Divided into such sections as “Reality and Fantasy,” “The Window,” “The Horizontal City,” and “Theater,” the show comprises dozens of works that contain haunting, mysterious narratives. In Morning Sun, a woman sits on a bed, the light pouring in as she stares emptily out a window. In Morning in a City, a naked woman stands next to an unmade bed that is too small for her; she holds a piece of clothing and looks out a window for something or someone missing.

In New York Movie, a woman in a blue outfit with a red stripe running down the side, most likely an usher, stands against the wall at the right, a hand on her chin, deep in thought; at the left, we can see only a few rows in the movie theater and a sliver of the black-and-white film, with only two people in the audience, the lush red velvet seats and a touch of blue echoing the usher and the entrance curtain, casting the picture in an elegant loneliness.

In Early Sunday Morning, one of the grandest American works of the twentieth century, a glowing light casts long shadows across an empty sidewalk in front of a two-story building, including, impossibly, a blue one emanating from a gray fire hydrant; the first-floor storefronts are closed, the second filled with windows, some partially covered with yellow shades. It was based on a scene from Elmer Rice’s 1929 Pulitzer Prize-winning play, Street Scene, expanded from Rice’s earlier Sidewalks of New York. “There was neither plot nor situation,” Rice told the New York Times that February. “One merely saw the house shaking off its sleep and beginning to go about the business of the day.” That is precisely what Hopper captures, in that and so many other paintings.

——————————

TASK OBJECTIVE: Write the next few sentences of the passage about the Edward Hopper exhibition, picking up after its final sentence.

RECORDS SUPPLIED:

——————————

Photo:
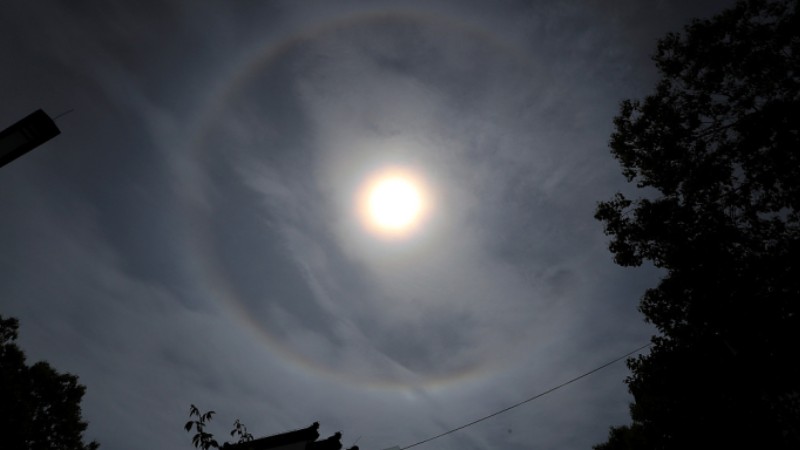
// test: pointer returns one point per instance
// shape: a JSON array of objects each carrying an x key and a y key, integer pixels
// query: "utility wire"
[{"x": 528, "y": 399}]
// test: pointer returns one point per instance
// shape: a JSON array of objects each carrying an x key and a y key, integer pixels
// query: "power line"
[{"x": 529, "y": 399}]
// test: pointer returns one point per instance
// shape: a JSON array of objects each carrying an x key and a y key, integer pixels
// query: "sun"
[{"x": 392, "y": 202}]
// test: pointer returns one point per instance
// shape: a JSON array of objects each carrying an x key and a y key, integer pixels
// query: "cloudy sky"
[{"x": 195, "y": 234}]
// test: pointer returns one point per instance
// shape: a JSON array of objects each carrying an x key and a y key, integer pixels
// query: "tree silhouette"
[
  {"x": 39, "y": 407},
  {"x": 205, "y": 440},
  {"x": 716, "y": 153}
]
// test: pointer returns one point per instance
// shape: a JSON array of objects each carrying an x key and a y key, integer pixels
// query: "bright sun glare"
[{"x": 392, "y": 203}]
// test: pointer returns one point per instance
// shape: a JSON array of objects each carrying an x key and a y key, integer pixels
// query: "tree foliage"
[
  {"x": 205, "y": 440},
  {"x": 715, "y": 151},
  {"x": 40, "y": 407}
]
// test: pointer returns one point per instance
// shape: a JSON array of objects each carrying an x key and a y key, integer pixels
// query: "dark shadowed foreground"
[{"x": 715, "y": 152}]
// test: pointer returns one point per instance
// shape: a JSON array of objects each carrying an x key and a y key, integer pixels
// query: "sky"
[{"x": 195, "y": 234}]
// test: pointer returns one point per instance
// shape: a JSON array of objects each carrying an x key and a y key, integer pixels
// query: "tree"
[
  {"x": 205, "y": 440},
  {"x": 40, "y": 407},
  {"x": 715, "y": 152}
]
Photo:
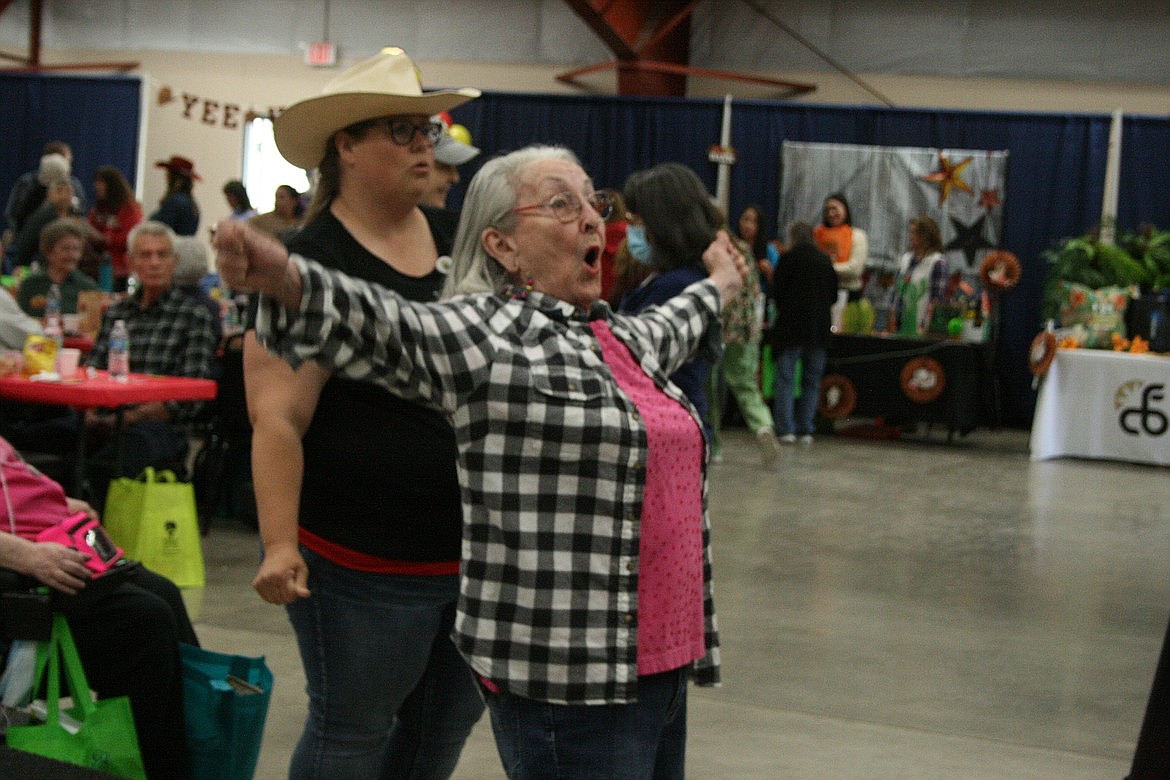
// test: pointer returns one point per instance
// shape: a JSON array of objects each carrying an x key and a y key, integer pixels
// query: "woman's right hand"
[
  {"x": 724, "y": 266},
  {"x": 252, "y": 260},
  {"x": 62, "y": 568},
  {"x": 283, "y": 575}
]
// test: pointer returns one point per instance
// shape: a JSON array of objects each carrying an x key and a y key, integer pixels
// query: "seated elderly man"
[{"x": 170, "y": 333}]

——————————

EXERCISE OUTPUT:
Edward Hopper, New York Movie, oil on canvas, 1939 (Museum of Modern Art/ © 2022 Heirs of Josephine N. Hopper/Licensed by Artists Rights Society, New York / image courtesy Art Resource)

The Hoppers were avid theatergoers, which is creatively displayed in an installation that includes dozens of ticket stubs they saved, along with a small notebook detailing the shows they saw, accompanied by projections of photographs of the theaters they went to and scenes from the productions they took in. They generally paid $1.10 for balcony seats for such plays as An American Tragedy, Pygmalion, The Front Page, and Dead End; they splurged for $3.30 orchestra seats for Hamlet with John Gielgud, as Hopper noted on the back of the stub from November 24, 1936. The vitrine also shines a light on Hopper’s numerous works that are set inside theaters.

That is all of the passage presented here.